Wednesday, November 30, 2011

Wednesday Supper

"Do I dare
Disturb the Universe?
In a minute there is time
For decisions and revisions which a minute will reverse."
- T.S. Eliot, The Love Song of J. Alfred Prufrock

I'm determined to jot down a fun little synchronicity I experienced today before Wednesday fades away.

Life here in Austin remains busy but exciting and fun. When I finally got a chance to do a little bit of writing today I found myself deeply considering Wednesday and the meaning behind it. An extremely interesting (though lengthy) interview with Robert Anton Wilson I heard recently put my mind on this path of considering the archetypal meanings behind our days of the week. In his discussion, which I will summarize more completely in a future post, he attempts to connect the 8-circuit model of consciousness to the days of the week. Wednesday represents the 3rd circuit, the level of communication, which is usually referred  to as the semantic circuit. It is by semantics, the organization of our vast symbols and data of language, that I am able to communicate with, for instance, Lao Tzu who wrote the Tao Te Ching 2,500 years ago.

(Data taken from a collection)

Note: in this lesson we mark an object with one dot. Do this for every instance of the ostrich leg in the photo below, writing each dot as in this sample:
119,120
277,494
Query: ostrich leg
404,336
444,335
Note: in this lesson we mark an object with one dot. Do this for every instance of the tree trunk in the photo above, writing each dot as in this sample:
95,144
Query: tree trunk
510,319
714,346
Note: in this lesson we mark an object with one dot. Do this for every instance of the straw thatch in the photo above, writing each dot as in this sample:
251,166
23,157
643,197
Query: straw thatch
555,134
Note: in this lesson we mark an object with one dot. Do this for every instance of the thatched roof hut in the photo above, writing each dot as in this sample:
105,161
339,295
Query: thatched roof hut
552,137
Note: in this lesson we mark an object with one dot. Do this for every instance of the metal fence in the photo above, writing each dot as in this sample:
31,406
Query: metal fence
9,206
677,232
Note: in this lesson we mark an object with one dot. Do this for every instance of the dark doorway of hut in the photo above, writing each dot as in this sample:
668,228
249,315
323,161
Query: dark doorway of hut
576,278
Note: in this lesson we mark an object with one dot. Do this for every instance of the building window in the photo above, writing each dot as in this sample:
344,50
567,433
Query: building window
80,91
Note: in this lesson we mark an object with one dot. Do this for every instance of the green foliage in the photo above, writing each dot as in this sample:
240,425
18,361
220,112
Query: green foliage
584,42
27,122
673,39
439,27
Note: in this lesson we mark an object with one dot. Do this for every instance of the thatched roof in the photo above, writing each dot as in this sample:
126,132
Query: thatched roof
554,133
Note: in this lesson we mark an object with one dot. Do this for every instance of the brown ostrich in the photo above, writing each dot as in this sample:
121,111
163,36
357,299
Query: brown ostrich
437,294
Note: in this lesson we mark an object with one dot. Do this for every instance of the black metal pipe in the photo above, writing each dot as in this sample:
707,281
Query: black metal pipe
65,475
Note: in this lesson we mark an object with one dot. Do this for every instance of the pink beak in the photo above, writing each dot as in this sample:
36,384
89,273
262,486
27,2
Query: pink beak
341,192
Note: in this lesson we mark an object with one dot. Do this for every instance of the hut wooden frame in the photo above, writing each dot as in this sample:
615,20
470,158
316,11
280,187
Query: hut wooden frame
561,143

*EXERCISE*.
In the Wednesday Supper post, which circuit of consciousness does Wednesday stand for?

*RESPONSE FOR THIS EXERCISE*.
The 3rd circuit, the level of communication, usually called the semantic circuit.